=== What the task requires ===
Starting at the first line and ending at the last, reproduce the records below exactly.

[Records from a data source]
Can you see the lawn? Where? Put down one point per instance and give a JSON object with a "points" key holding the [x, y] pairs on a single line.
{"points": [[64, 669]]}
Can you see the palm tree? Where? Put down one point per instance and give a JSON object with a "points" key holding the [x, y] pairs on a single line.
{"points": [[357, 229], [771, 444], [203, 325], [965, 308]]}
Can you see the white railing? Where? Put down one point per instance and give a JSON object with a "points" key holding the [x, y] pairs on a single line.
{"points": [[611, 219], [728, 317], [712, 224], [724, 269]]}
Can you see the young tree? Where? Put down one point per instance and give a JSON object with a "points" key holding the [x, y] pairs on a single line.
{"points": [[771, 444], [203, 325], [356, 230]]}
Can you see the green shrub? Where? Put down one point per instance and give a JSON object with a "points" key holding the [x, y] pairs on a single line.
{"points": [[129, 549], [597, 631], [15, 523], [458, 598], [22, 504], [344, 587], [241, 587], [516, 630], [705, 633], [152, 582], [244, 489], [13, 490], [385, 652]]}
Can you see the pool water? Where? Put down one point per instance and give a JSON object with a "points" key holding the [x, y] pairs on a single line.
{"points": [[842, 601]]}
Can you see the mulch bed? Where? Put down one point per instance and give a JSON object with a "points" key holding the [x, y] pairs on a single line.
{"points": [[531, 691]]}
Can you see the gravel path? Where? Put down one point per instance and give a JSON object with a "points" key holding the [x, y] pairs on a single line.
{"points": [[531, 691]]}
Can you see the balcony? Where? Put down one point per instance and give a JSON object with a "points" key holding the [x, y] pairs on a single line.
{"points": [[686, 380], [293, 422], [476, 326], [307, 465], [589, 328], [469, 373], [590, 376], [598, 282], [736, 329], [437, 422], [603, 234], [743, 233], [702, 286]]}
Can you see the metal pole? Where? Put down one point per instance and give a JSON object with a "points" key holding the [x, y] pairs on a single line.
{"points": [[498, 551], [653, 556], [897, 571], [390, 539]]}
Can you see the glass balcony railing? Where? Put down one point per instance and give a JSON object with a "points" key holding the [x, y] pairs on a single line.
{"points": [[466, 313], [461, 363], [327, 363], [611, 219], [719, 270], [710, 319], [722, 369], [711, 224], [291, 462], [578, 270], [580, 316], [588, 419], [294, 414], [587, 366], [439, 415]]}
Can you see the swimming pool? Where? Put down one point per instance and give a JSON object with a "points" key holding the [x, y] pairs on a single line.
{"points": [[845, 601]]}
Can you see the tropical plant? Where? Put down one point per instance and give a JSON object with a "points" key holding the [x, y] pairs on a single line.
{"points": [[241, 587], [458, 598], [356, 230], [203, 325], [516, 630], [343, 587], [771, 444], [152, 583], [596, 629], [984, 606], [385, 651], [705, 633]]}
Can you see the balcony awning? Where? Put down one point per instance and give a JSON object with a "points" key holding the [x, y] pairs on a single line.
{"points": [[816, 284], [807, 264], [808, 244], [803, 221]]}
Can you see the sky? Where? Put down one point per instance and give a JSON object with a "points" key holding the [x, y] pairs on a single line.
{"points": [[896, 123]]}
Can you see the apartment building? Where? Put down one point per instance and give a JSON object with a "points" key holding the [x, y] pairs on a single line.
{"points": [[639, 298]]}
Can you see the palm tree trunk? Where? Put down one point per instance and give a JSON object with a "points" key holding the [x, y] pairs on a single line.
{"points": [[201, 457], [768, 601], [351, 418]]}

=== Solution for this exercise ===
Can you see the lawn? Where? Put down one point per instance and give a JSON object with a "points" key holding the [x, y] pairs on a single line.
{"points": [[64, 669]]}
Can you see the palm tree? Where? Put down one point per instance and give a JSON object with a "points" key holding the [x, y] pairs on a single line.
{"points": [[357, 229], [771, 444], [203, 325], [965, 308]]}
Can you see the white railing? Where? Put down one point per instance and give a JSON object with a "points" key holding the [x, y] pairs on a single line.
{"points": [[611, 219], [728, 317], [712, 224], [724, 269]]}
Can you see the young tree? Where? Put down one point per instance and give a JSON object with a "points" key holding the [x, y] pairs on a single line.
{"points": [[771, 444], [203, 325], [356, 230]]}
Can you see the green shrub? Where? Put down one point per instance and give a JSON object with a "points" key holding the [x, y] pairs on a single line.
{"points": [[129, 549], [597, 631], [15, 523], [458, 598], [22, 504], [344, 587], [241, 587], [516, 630], [705, 633], [152, 582], [244, 489], [13, 490], [385, 652]]}
Can you see the pool water? Where? Put down one point per instance and give a JSON object with a "points" key holding the [x, y] pairs on a single line.
{"points": [[842, 601]]}
Can you see the mulch bed? Where? Put down one point per instance and give a JSON object with a "points" key holding the [x, y] pairs on a single line.
{"points": [[531, 691]]}
Can you see the gravel path? Where? Put down one point per instance and give a JSON object with a "points" key holding the [x, y] pairs on a single line.
{"points": [[531, 691]]}
Can you see the balcony? Where? Put down one point per instance and give a JSON object with a "points" key holding the [x, y] pairs on a single line.
{"points": [[686, 380], [293, 422], [476, 326], [307, 465], [589, 328], [469, 373], [590, 376], [598, 282], [736, 329], [437, 422], [603, 234], [743, 233], [702, 286]]}
Can you see the metal pole? Where? Put down one point per instance and give a JSON object with a "points" key holding the [x, y] pairs on a single line.
{"points": [[498, 551], [653, 556], [897, 571], [390, 539]]}
Can you see the glass balcony railing? Where? Put down one point per instance and give a JSON object with a "points" key holding the [x, y] pairs on a single line.
{"points": [[466, 313], [461, 363], [327, 363], [611, 219], [719, 270], [710, 319], [722, 369], [711, 224], [291, 462], [578, 270], [580, 316], [588, 419], [294, 414], [587, 366], [439, 415]]}
Can you see the swimming pool? Where? Put down one point per instance and give a JSON object with a "points" key holding the [x, y] pairs on a single line.
{"points": [[845, 601]]}
Can you see the tropical plant? Where? Put down one point per instance and give a JSON object with a "points" key holding the [x, y] pairs on a single line.
{"points": [[241, 587], [458, 598], [356, 230], [203, 325], [516, 630], [343, 587], [771, 444], [152, 583], [596, 629], [984, 606], [385, 651], [705, 633]]}
Can you see the balcony awning? Where? Put down one point per instance and give a JSON object with a "points" key holding the [x, y] pairs on a single line.
{"points": [[816, 284], [807, 264], [808, 244], [803, 221]]}
Can you see the sky? Where? Put down one point per instance and give a JSON object with a "points" key holding the [x, y] pairs on a single line.
{"points": [[896, 123]]}
Can you see the apartment building? Where? Put down one point per instance and give a JSON object with a "points" key holding the [x, y] pairs on a single line.
{"points": [[639, 298]]}
Can you see the palm tree trunk? Where? Put down one point per instance and give a JSON object with a "points" key holding the [x, y] pairs on a single line.
{"points": [[201, 457], [768, 601], [351, 418]]}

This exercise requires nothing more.